Zu erledigende Aufgaben →
a - Wie viele Mitglieder des Ethikrats haben laut dem Textauszug die Erklärung verabschiedet?
b - Geben Sie den Textauszug von „Mit einer Erklärung, die“ bis „Pandemiewellen gerechtfertigt sei.“ erneut wieder und tauschen Sie dabei „Pandemiewellen“ gegen „Infektionswellen“ aus.

━━━ Textauszug

Von einer Ausweitung wird gesprochen, da bereits am 10. Dezember eine Impfpflicht im Gesundheitsbereich ab März 2022 im Deutschen Bundestag beschlossen wurde.

Faktenlage erforderte Prüfung der bisherigen Empfehlung

Die Vorsitzendes des Ethikrats, Alena Buyx, hatte noch im Feburar 2021 geäußert, dass sich absehbar nichts an der Empfehlung gegen eine allgemeinen Impfpflicht ändern würde.

Stand heute (22.12.) schätzen die Mitglieder des Rats die Situation nun anders ein. Das liege daran, dass sich die Faktenlage verändert habe und es unter diesen Vorzeichen unverantwortlich sei, bisherige Empfehlungen nicht erneut zu prüfen, sagt die Vorsitzende Alena Buyx im Deutschlandfunk-Nova-Interview.

"Das was die Leute unter Impfzwang und Zwangsimpfung verstehen, das muss ausgeschlossen werden - das haben wir klipp und klar gesagt."
Alena Buyx, Vorsitzende des Deutschen Ethikrats

Mit einer Erklärung, die von 20 der 24 Mitgliedern verabschiedet wurde, kommt der Ethikrat zu dem Ergebnis, dass eine Impfpflicht als Schutz vor den möglicherweise gravierenden Folgen künftiger Pandemiewellen gerechtfertigt sei.

"Wir haben uns das wirklich nicht leicht gemacht. Wir haben sehr intensiv die unterschiedlichen Argumente abgewogen", sagt die Vorsitzende des Ethikrats. Dabei haben die Ratsmitglieder erörtert, wie sehr eine Ausweitung der Impfpflicht die Freiheit derjenigen einschränkt, die sich nicht impfen lassen wollen, gegenüber denjenigen, die dadurch eingeschränkt werden, dass die Pandemie anhält.

Denn bisher sind rund 70,5 Prozent (Stand: 22.12.) der Menschen in Deutschland geimpft. Um die Pandemie besser kontrollieren zu können, müssten rund 90 Prozent der Erwachsenen durch eine Impfung immunisiert werden.

Ethikrat: Eine ethische Orientierung leisten

Mit dem Hinweis auf den zweiten Absatz des zweiten Grundgesetzartikels wurde in den vergangenen Monaten öffentlich darüber diskutiert, ob es überhaupt rechtens ist, eine Impfpflicht einzuführen.

Mit den ersten beiden Sätzen legt der Artikel das Recht auf körperliche Unversehrtheit fest: "Jeder hat das Recht auf Leben und körperliche Unversehrtheit. Die Freiheit der Person ist unverletzlich." Mit dem dritten Satz eröffnet sich allerdings eine juristische Möglichkeit für eine allgemeine Impfpflicht. Da heißt es im Wortlaut: "In diese Rechte darf nur auf Grund eines Gesetzes eingegriffen werden."

━━━━━━
━━━ Gespeicherte Daten

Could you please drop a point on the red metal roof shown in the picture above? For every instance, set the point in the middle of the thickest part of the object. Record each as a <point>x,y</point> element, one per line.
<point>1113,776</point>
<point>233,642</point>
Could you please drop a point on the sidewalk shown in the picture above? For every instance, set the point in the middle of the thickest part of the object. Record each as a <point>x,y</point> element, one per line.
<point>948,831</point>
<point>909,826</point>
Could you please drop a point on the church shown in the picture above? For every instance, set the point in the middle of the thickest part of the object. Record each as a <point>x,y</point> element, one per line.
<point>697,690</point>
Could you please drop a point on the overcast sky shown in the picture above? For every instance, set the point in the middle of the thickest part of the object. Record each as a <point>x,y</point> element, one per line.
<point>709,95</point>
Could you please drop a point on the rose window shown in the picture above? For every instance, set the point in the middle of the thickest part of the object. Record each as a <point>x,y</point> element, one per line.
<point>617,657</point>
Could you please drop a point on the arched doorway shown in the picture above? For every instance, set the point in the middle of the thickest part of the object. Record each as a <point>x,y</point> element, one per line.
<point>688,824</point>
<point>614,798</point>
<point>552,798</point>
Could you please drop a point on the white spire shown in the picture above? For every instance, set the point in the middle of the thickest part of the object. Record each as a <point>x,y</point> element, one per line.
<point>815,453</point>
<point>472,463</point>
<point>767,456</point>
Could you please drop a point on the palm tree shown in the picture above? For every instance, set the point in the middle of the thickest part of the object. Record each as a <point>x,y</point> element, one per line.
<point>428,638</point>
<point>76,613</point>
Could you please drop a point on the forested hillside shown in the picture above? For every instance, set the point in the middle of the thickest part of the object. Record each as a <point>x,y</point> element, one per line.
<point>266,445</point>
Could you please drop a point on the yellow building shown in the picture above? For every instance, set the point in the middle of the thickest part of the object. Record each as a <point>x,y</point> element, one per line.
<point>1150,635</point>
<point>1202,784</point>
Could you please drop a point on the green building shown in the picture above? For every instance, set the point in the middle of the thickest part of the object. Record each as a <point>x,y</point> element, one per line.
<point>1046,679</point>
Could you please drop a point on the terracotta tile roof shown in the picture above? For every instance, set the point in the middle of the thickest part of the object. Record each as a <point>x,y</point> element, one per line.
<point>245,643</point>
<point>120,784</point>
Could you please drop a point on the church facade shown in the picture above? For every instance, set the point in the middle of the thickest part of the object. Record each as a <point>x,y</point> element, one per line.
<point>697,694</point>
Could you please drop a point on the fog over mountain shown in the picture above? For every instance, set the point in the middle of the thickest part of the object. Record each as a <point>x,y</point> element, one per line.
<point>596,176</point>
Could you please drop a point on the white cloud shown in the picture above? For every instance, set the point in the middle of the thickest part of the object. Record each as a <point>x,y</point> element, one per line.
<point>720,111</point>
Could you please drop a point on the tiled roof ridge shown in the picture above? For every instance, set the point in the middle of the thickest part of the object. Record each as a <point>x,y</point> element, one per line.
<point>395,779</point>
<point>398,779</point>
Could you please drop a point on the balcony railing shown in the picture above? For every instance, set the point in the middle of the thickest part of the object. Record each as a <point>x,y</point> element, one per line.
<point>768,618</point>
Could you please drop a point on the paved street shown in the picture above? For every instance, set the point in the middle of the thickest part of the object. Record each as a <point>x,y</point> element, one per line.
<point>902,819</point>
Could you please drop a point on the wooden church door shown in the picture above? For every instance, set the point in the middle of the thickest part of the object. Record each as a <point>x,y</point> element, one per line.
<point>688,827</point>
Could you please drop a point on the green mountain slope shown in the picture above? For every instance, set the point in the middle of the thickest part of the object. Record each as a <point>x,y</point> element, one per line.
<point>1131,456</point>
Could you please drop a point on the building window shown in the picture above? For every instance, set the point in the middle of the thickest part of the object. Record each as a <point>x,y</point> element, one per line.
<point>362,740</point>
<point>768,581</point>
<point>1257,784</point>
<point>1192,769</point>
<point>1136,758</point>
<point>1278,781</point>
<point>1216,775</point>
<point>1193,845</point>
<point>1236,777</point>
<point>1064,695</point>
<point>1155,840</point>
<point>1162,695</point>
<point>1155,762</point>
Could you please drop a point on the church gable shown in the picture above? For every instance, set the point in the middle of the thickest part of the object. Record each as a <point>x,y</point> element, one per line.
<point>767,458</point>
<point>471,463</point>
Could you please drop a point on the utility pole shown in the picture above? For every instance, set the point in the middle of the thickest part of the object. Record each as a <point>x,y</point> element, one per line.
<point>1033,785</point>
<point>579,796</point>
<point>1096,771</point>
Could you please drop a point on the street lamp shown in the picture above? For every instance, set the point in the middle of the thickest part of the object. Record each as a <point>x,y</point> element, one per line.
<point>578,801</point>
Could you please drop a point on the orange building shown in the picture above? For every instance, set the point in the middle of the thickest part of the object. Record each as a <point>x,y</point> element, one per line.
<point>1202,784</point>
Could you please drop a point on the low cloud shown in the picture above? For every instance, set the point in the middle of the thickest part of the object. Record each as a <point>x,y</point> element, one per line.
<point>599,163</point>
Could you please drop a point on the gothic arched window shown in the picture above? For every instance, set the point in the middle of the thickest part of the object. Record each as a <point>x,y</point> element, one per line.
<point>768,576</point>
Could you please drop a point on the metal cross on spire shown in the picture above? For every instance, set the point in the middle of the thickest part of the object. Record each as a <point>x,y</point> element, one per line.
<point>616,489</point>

━━━━━━

Ergebnisse →
a - 20 der 24 Mitglieder.

b -
Mit einer Erklärung, die von 20 der 24 Mitgliedern verabschiedet wurde, kommt der Ethikrat zu dem Ergebnis, dass eine Impfpflicht als Schutz vor den möglicherweise gravierenden Folgen künftiger Infektionswellen gerechtfertigt sei.